> **Supplied text**
Washington: Why $700 billion? Why not more? Why not less? Earlier this week I heard that there was a proposal to use $200 billion to start and then force the Treasury to come back. That seemed like a very sane option. What happened to that?

Daniel Gross: It does seem an arbitrary number. I think the idea was to come up with something really big, to set up the notion that the Feds will have the biggest stack of poker chips on the table, and that if anybody wants to bet against them (i.e. use their cash to make bets that banks will fail, etc.) that the government will be able to out last them. It's all about psychology to a degree. Carry a really, really big stick.

_______________________

Los Angeles: Doesn't the proposed bailout run contrary to the basic notions that a large, centralized federal government is bad, and that a free, open and unregulated market is good? In other words, isn't this the very type of idea for which the Republicans have villainized FDR for so many years?

Chadwick Matlin: Yes, but the idea is that the free market was no longer performing as is, so now regulation was necessary. The goal is to alleviate the pressure on the banks and then return to a quintessentially American free-market system. That may not happen if the Democrats pack in a lot of long-term regulations in the Congressional bill. But we'll have to wait and see.

Republicans have been running away from small government for a long time. Their hesitant acceptance of this isn't that surprising.

_______________________

Behind Enemy Lines: Great articles on the bailout—my gut instinct on the bailout is to reject it, but your article convinced me otherwise with just one statement: "And what's another few hundred billion dollars of debt on top of a national debt that already reaches $9.7 trillion?" The economy, in spite of math, is whatever we want it to be. Keep the Aspidistra flying! And release the funds.

Daniel Gross: Thanks. Unless you were referring to one of Chad's articles, in which case Chad thanks you.

The danger, of course, is that we print so much money that it debases the dollar and inspires inflation. (of course, we're a little late on both those fronts)

_______________________

Laurel, Md.: Your answer to my question about distorting the economy suggests I wasn't clear on my point: Did building housing (not just the financial side of lending) become an out-sized portion of the economy? By extension, did that motivate the unfortunate decision to plough under grass and trees to build houses that our society didn't really need?

Daniel Gross: Yes, it did. Housing and housing-related credit swelled to an outsized portion of GDP. Between November 2001 and the middle of 2005, something like 40 percent of all jobs created in the U.S. had something to do with housing. There's no question an excess of supply was created.

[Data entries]
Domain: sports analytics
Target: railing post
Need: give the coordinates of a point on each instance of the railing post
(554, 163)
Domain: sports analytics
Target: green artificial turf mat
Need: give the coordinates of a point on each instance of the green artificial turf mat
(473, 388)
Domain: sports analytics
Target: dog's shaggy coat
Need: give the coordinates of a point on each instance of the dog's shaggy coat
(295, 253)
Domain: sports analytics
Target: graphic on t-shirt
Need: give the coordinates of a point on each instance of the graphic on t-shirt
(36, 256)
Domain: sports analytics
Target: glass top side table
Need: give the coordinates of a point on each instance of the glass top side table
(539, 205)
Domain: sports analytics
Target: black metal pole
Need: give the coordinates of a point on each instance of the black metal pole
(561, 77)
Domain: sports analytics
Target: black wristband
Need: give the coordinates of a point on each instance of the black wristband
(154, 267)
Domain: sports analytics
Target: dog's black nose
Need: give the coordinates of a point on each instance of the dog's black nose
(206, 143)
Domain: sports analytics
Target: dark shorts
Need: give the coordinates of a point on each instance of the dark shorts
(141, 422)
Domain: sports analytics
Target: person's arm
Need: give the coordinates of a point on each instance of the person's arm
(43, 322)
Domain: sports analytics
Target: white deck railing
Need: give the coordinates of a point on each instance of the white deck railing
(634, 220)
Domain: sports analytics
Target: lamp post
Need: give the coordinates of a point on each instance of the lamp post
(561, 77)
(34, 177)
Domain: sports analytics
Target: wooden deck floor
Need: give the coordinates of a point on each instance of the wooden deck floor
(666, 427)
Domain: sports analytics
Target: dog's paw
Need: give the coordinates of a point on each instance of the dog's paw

> **Request 1**
Answer these questions using the bailout discussion.
(a) What starting amount did the proposal mentioned by the Washington participant call for?
(b) According to the quoted statement, how large is the national debt already?
(c) Between November 2001 and the middle of 2005, roughly what share of all U.S. jobs created had something to do with housing?
> **Request 2**
Reproduce the part of the bailout discussion starting with "Laurel, Md.: Your" and going on through "didn't really need?".

> **Written reply 1**
(a) $200 billion
(b) $9.7 trillion
(c) About 40 percent

> **Written reply 2**
Laurel, Md.: Your answer to my question about distorting the economy suggests I wasn't clear on my point: Did building housing (not just the financial side of lending) become an out-sized portion of the economy? By extension, did that motivate the unfortunate decision to plough under grass and trees to build houses that our society didn't really need?